** Problem to solve **
Could you count the lines below that include the word "long" and give only the number?

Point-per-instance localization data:
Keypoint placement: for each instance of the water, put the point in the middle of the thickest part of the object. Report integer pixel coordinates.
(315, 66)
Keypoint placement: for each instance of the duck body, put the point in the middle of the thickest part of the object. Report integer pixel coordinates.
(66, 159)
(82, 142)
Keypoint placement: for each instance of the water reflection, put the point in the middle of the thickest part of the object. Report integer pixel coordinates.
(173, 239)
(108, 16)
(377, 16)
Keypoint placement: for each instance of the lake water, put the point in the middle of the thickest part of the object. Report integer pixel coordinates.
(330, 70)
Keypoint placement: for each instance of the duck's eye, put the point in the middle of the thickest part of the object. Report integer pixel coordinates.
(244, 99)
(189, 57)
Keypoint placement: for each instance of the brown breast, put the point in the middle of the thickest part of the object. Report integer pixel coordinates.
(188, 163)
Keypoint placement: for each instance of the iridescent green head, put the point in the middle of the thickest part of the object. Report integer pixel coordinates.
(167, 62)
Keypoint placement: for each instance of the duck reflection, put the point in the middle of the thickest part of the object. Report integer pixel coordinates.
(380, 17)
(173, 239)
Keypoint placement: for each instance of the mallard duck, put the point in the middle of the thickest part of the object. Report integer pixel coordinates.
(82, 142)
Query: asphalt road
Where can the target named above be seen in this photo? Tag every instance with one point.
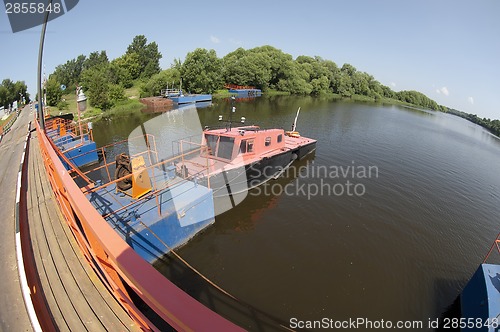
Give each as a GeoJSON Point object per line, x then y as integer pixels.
{"type": "Point", "coordinates": [13, 315]}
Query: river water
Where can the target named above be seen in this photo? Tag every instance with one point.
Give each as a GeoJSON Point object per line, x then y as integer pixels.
{"type": "Point", "coordinates": [387, 220]}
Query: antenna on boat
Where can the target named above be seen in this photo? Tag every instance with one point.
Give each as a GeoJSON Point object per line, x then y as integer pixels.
{"type": "Point", "coordinates": [295, 122]}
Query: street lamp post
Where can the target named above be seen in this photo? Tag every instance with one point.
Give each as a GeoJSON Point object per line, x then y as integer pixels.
{"type": "Point", "coordinates": [81, 101]}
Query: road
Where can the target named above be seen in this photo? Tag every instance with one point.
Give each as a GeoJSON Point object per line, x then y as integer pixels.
{"type": "Point", "coordinates": [13, 315]}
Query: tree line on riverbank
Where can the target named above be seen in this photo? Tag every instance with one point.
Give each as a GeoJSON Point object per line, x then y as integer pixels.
{"type": "Point", "coordinates": [202, 71]}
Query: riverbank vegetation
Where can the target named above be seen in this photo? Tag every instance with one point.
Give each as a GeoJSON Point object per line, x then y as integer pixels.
{"type": "Point", "coordinates": [267, 68]}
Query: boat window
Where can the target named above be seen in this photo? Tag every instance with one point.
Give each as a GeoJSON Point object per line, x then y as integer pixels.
{"type": "Point", "coordinates": [268, 141]}
{"type": "Point", "coordinates": [212, 143]}
{"type": "Point", "coordinates": [225, 150]}
{"type": "Point", "coordinates": [250, 145]}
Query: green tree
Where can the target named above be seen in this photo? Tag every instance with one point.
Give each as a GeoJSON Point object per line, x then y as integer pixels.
{"type": "Point", "coordinates": [12, 91]}
{"type": "Point", "coordinates": [53, 91]}
{"type": "Point", "coordinates": [160, 81]}
{"type": "Point", "coordinates": [96, 60]}
{"type": "Point", "coordinates": [96, 87]}
{"type": "Point", "coordinates": [70, 72]}
{"type": "Point", "coordinates": [202, 71]}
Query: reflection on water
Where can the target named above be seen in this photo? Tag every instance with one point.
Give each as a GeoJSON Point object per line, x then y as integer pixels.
{"type": "Point", "coordinates": [402, 251]}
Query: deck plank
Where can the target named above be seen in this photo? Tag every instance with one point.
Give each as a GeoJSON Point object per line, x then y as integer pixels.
{"type": "Point", "coordinates": [76, 296]}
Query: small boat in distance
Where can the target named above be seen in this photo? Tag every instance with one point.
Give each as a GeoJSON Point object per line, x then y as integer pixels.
{"type": "Point", "coordinates": [243, 157]}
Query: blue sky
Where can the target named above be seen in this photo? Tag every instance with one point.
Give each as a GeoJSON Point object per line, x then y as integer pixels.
{"type": "Point", "coordinates": [447, 49]}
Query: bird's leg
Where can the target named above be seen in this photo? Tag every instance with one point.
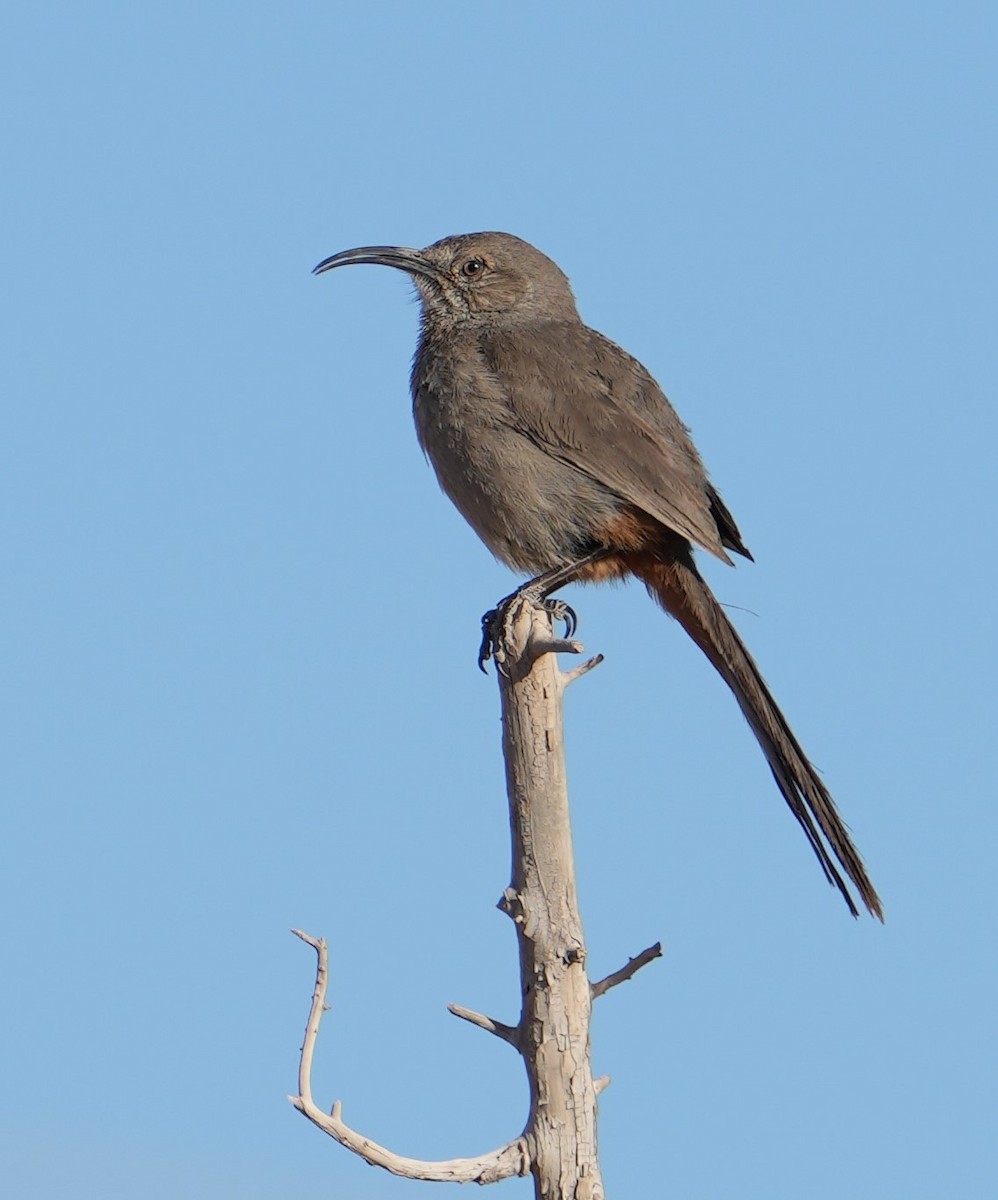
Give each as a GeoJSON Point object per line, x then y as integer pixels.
{"type": "Point", "coordinates": [536, 592]}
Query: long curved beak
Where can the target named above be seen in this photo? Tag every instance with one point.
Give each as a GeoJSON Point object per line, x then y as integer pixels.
{"type": "Point", "coordinates": [401, 257]}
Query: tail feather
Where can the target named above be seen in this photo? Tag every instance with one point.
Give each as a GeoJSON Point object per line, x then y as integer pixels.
{"type": "Point", "coordinates": [677, 585]}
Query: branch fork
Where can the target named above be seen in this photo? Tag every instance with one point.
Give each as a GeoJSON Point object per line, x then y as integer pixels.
{"type": "Point", "coordinates": [558, 1146]}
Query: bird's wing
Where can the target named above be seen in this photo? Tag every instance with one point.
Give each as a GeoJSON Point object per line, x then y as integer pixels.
{"type": "Point", "coordinates": [588, 403]}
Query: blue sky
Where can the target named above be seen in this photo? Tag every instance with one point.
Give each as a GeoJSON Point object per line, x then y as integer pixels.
{"type": "Point", "coordinates": [240, 621]}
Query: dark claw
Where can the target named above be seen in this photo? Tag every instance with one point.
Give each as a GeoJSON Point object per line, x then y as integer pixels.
{"type": "Point", "coordinates": [490, 637]}
{"type": "Point", "coordinates": [494, 619]}
{"type": "Point", "coordinates": [561, 611]}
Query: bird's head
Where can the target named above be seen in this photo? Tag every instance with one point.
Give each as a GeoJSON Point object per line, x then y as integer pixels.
{"type": "Point", "coordinates": [475, 276]}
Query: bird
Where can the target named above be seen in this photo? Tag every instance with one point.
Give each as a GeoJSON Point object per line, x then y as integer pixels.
{"type": "Point", "coordinates": [565, 456]}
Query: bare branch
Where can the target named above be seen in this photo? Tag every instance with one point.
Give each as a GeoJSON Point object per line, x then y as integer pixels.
{"type": "Point", "coordinates": [626, 972]}
{"type": "Point", "coordinates": [498, 1164]}
{"type": "Point", "coordinates": [506, 1032]}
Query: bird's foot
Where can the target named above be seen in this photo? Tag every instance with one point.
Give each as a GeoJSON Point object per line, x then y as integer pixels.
{"type": "Point", "coordinates": [496, 623]}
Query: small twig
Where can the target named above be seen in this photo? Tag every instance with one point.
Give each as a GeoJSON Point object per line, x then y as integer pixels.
{"type": "Point", "coordinates": [506, 1032]}
{"type": "Point", "coordinates": [626, 972]}
{"type": "Point", "coordinates": [581, 670]}
{"type": "Point", "coordinates": [540, 646]}
{"type": "Point", "coordinates": [498, 1164]}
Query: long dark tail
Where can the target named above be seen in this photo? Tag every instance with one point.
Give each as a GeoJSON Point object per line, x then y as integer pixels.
{"type": "Point", "coordinates": [677, 585]}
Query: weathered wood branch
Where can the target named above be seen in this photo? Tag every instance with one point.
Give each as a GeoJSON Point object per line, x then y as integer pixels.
{"type": "Point", "coordinates": [627, 971]}
{"type": "Point", "coordinates": [558, 1145]}
{"type": "Point", "coordinates": [497, 1164]}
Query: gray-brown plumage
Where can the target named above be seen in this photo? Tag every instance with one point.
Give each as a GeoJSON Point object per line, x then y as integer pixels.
{"type": "Point", "coordinates": [559, 447]}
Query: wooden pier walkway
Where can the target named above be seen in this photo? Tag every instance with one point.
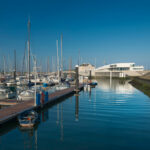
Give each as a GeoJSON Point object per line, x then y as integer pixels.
{"type": "Point", "coordinates": [13, 111]}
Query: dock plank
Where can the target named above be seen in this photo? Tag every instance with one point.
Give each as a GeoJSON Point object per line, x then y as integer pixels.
{"type": "Point", "coordinates": [14, 110]}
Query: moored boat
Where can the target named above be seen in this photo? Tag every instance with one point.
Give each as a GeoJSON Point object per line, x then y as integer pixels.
{"type": "Point", "coordinates": [28, 119]}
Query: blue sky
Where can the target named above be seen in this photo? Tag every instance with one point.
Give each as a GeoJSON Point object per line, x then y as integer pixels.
{"type": "Point", "coordinates": [106, 30]}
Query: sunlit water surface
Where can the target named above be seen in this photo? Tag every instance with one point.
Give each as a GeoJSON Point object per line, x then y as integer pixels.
{"type": "Point", "coordinates": [112, 116]}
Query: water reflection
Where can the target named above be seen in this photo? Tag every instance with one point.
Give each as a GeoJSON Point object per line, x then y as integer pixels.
{"type": "Point", "coordinates": [77, 107]}
{"type": "Point", "coordinates": [72, 123]}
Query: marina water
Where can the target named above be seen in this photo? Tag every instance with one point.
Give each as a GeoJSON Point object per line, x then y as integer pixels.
{"type": "Point", "coordinates": [114, 115]}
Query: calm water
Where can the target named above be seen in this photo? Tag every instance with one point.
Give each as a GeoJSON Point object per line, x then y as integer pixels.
{"type": "Point", "coordinates": [115, 116]}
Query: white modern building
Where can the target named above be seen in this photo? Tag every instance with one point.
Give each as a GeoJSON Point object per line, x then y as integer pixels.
{"type": "Point", "coordinates": [121, 67]}
{"type": "Point", "coordinates": [119, 70]}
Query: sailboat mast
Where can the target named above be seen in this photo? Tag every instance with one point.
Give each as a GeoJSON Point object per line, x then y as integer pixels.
{"type": "Point", "coordinates": [15, 65]}
{"type": "Point", "coordinates": [29, 50]}
{"type": "Point", "coordinates": [4, 65]}
{"type": "Point", "coordinates": [57, 58]}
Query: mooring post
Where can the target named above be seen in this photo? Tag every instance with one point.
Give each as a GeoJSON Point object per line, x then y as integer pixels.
{"type": "Point", "coordinates": [77, 78]}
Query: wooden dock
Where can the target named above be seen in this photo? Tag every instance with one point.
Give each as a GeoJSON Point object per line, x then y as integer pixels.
{"type": "Point", "coordinates": [13, 111]}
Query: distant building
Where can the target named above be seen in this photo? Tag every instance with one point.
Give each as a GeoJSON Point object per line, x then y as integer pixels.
{"type": "Point", "coordinates": [121, 67]}
{"type": "Point", "coordinates": [84, 69]}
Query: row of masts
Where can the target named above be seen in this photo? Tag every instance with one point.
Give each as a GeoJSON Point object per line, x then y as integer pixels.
{"type": "Point", "coordinates": [28, 58]}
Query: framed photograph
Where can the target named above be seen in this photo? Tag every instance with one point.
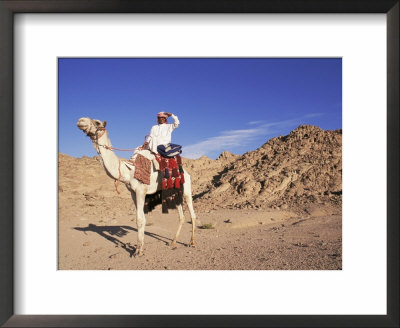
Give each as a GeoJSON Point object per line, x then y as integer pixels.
{"type": "Point", "coordinates": [67, 255]}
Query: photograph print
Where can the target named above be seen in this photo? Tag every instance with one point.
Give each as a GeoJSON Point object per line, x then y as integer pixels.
{"type": "Point", "coordinates": [200, 164]}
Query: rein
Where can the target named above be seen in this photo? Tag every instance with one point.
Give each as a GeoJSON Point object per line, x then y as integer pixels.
{"type": "Point", "coordinates": [108, 147]}
{"type": "Point", "coordinates": [95, 140]}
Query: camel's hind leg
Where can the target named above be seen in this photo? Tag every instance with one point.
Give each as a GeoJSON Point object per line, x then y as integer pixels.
{"type": "Point", "coordinates": [139, 199]}
{"type": "Point", "coordinates": [181, 221]}
{"type": "Point", "coordinates": [187, 193]}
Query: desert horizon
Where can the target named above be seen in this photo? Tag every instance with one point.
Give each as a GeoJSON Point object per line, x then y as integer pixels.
{"type": "Point", "coordinates": [275, 208]}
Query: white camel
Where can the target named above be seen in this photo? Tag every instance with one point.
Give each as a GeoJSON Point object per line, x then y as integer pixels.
{"type": "Point", "coordinates": [95, 129]}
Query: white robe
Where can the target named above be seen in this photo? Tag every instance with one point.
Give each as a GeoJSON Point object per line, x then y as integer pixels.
{"type": "Point", "coordinates": [161, 134]}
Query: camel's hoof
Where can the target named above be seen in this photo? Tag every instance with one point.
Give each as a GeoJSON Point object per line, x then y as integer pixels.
{"type": "Point", "coordinates": [138, 253]}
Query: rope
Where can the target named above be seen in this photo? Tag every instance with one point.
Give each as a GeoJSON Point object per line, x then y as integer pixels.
{"type": "Point", "coordinates": [116, 182]}
{"type": "Point", "coordinates": [112, 148]}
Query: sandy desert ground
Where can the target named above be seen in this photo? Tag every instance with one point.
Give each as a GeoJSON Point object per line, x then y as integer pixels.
{"type": "Point", "coordinates": [275, 208]}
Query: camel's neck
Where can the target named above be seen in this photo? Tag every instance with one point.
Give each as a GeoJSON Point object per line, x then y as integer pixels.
{"type": "Point", "coordinates": [109, 160]}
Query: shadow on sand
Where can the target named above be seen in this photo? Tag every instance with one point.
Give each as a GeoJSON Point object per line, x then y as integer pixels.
{"type": "Point", "coordinates": [112, 232]}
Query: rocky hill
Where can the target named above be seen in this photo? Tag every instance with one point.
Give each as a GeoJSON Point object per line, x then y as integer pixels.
{"type": "Point", "coordinates": [300, 171]}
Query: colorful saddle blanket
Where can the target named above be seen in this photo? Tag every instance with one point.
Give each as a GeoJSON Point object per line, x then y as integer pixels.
{"type": "Point", "coordinates": [169, 150]}
{"type": "Point", "coordinates": [173, 179]}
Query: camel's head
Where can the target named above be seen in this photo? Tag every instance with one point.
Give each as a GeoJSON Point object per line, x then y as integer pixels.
{"type": "Point", "coordinates": [89, 126]}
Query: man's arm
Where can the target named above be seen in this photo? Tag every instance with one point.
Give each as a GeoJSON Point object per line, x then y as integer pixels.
{"type": "Point", "coordinates": [176, 120]}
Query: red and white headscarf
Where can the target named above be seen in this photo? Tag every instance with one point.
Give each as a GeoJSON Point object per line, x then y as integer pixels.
{"type": "Point", "coordinates": [161, 114]}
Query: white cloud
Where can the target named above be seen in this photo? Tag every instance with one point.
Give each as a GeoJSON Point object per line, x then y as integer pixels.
{"type": "Point", "coordinates": [255, 122]}
{"type": "Point", "coordinates": [229, 139]}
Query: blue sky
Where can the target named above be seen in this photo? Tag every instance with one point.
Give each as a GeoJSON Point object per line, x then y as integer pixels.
{"type": "Point", "coordinates": [234, 104]}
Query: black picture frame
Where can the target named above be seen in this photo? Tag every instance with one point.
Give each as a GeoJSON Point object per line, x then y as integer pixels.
{"type": "Point", "coordinates": [10, 7]}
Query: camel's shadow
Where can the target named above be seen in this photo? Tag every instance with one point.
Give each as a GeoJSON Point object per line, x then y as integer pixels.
{"type": "Point", "coordinates": [111, 232]}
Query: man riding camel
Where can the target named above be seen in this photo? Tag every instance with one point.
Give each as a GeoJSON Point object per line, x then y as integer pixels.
{"type": "Point", "coordinates": [159, 140]}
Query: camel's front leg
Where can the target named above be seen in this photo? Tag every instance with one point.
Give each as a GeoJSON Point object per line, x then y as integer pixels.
{"type": "Point", "coordinates": [141, 222]}
{"type": "Point", "coordinates": [181, 221]}
{"type": "Point", "coordinates": [189, 202]}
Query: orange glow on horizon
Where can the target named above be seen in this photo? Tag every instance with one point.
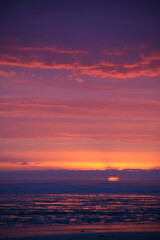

** Answer for this exercise **
2